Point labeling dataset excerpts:
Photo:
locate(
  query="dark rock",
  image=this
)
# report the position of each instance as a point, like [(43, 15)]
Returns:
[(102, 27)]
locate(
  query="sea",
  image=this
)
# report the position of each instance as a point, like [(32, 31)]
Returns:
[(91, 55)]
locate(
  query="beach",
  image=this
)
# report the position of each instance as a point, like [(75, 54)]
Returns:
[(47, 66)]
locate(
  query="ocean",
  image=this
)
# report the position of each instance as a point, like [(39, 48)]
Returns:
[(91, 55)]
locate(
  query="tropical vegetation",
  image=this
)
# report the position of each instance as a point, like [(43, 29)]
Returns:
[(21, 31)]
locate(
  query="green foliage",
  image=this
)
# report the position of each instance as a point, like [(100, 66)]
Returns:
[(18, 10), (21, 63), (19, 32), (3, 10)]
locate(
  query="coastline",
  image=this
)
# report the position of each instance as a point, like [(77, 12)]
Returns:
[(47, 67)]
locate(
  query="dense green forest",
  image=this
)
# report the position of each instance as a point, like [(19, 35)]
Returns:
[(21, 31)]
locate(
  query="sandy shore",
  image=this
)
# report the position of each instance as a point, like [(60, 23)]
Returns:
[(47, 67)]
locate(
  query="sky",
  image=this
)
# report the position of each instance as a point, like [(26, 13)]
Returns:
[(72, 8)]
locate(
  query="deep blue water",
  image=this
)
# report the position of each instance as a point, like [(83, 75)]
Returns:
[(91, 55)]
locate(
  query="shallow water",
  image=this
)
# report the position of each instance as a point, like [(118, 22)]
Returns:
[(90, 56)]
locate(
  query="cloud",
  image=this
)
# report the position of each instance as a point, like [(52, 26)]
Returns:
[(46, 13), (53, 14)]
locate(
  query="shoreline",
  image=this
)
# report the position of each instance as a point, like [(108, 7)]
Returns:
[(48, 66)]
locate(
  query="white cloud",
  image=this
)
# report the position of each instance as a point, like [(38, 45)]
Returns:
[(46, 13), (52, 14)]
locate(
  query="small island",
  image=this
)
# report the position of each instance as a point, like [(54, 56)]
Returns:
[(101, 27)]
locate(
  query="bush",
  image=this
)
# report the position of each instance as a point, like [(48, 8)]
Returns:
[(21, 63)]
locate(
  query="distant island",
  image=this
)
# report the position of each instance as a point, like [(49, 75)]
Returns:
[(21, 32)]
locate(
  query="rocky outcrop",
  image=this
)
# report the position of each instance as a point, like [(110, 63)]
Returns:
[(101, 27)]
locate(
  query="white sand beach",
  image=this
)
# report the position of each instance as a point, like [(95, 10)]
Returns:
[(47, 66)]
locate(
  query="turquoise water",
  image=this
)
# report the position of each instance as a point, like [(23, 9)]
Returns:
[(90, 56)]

...

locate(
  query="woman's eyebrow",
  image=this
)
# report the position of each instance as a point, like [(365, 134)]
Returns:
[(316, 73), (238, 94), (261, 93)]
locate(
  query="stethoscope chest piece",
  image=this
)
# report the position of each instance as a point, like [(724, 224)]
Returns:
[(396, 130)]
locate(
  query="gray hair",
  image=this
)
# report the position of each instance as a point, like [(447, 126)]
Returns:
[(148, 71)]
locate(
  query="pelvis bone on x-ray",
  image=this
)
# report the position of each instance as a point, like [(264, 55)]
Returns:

#### [Your instructions]
Collect every line of the items that contains the string "water", matching case exactly.

#### [Reply to the task]
  query="deep blue water",
  query="shallow water",
  query="turquoise water",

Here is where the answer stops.